**Consigna A**
Indica si cada afirmación coincide con el texto sobre el Prado y justifica cada respuesta con un sí o un no y las palabras decisivas del texto, citadas literalmente: (i) Quien escribe vive en Madrid. (ii) Hubo un tiempo en que a los españoles les bastaba el DNI para entrar sin pagar. (iii) Los vigilantes del museo están siempre atentos.
**Consigna B**
Copia sin cambios el fragmento del texto sobre el Prado comprendido entre "A pesar de todo, amigos, visiten" y "noción del tiempo.", ambos incluidos.

**Texto de origen**
□ □ □ □

A mí me pasa un poquito como a Umbral que, según cuenta, iba a ligar; una servidora ha ido a la cafetería del Museo a comer cuando a los españoles, antes de ser europeos, nos bastaba el DNI para pasar sin pagar. No nos cobraban por bajar a la cafetería. Y se comía muy bien a un precio más que muy razonable.

Sin embargo, a diferencia de Umbral que dice "Sin el Prado no podría vivir en Madrid..." yo, que no soy vecina de Madrid, no puedo dejar de visitar el Museo cuando voy a la capital. Acudo con toda la frecuencia que me permiten mis posibilidades pero menos de lo que me gustaría.

No puedo pasar sin detenerme unos instantes en Velázquez, todo Velázquez, mi Velázquez, repasar sus pinceladas llenas de poesía, detenerme en los trazos, en los colores, en las composiciones.

A pesar de los empujones, gritos del personal, vigilantes que no pueden vigilar porque duermen o leen, japoneses que empujan, flases prohibidos (confieso que procuro ponerme justo delante del objetivo en el momento de disparar la foto y así jorobo la intantánea)

A pesar del precio de la entrada, del poco interés que muestran los comisarios que procuran las temporales.

A pesar de no tener demasiada proyección en algunas comunidades que sólo se miran el ombligo (donde tengo el disgusto de residir) y obvian a la mejor pinacoteca del mundo.

A pesar de todo, amigos, visiten el Prado. Ninguna lectura sustituirá nunca la experiencia de estar delante de ciertos lienzos y perder la noción del tiempo.

□ □ □ □

**Extracto de datos**
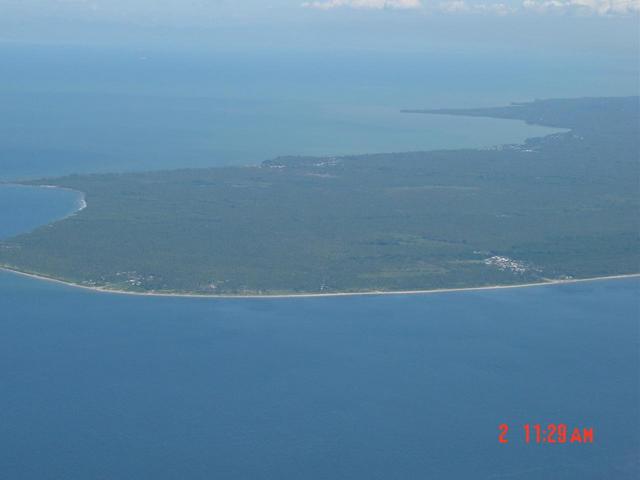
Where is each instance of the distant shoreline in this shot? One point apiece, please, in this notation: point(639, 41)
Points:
point(313, 295)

□ □ □ □

**Resultado final A**
(i) No: "yo, que no soy vecina de Madrid". (ii) Sí: "a los españoles, antes de ser europeos, nos bastaba el DNI para pasar sin pagar". (iii) No: "vigilantes que no pueden vigilar porque duermen o leen".

**Resultado final B**
A pesar de todo, amigos, visiten el Prado. Ninguna lectura sustituirá nunca la experiencia de estar delante de ciertos lienzos y perder la noción del tiempo.